----- Supplied material

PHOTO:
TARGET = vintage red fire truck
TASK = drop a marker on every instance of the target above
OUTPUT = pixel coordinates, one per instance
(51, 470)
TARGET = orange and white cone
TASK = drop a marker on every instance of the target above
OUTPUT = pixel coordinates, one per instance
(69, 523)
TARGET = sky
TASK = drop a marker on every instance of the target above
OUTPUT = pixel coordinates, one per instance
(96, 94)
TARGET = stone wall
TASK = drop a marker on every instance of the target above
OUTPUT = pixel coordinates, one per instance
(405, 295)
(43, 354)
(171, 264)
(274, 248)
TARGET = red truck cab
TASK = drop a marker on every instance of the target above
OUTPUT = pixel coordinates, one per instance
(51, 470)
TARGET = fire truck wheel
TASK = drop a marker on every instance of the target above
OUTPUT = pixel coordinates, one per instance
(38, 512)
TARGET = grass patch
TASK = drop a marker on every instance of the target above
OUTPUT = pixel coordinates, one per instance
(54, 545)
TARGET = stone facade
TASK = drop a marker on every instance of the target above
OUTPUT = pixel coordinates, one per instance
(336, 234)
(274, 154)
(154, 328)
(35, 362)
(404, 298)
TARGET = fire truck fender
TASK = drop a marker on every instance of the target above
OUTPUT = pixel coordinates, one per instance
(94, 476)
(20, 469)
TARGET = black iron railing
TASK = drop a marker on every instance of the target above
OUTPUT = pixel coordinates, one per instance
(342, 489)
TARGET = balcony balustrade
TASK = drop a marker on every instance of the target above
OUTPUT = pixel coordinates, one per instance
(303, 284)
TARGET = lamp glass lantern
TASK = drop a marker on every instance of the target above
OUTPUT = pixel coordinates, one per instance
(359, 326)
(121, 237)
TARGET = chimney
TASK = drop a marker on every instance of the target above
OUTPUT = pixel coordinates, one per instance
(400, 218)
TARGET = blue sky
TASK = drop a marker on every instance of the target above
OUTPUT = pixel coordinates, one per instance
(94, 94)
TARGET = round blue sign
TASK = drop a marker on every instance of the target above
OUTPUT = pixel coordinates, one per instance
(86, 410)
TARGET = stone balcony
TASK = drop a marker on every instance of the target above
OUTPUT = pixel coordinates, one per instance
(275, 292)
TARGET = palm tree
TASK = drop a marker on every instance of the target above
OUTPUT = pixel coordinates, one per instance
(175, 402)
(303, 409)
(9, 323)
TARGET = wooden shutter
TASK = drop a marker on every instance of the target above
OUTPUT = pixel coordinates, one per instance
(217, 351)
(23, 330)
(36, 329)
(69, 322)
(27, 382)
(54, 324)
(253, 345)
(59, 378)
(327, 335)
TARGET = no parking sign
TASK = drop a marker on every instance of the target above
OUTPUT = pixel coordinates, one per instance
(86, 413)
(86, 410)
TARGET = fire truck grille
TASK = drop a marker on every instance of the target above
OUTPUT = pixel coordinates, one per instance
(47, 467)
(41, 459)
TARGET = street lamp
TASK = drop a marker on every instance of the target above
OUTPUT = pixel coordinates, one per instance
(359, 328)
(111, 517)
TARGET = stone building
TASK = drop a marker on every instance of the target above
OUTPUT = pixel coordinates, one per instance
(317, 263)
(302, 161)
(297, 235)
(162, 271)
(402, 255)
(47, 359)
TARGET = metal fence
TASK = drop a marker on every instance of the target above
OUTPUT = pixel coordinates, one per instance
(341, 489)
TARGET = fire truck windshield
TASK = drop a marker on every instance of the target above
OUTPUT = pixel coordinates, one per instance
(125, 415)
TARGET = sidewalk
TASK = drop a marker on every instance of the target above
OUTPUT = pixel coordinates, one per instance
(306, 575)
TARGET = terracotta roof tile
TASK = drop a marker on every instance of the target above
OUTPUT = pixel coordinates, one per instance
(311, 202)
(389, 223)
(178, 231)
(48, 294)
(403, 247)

----------

**Problem details**
The lines above that hold "lamp" are the result; show every one of them.

**Expected answer**
TARGET = lamp glass lantern
TARGET = street lamp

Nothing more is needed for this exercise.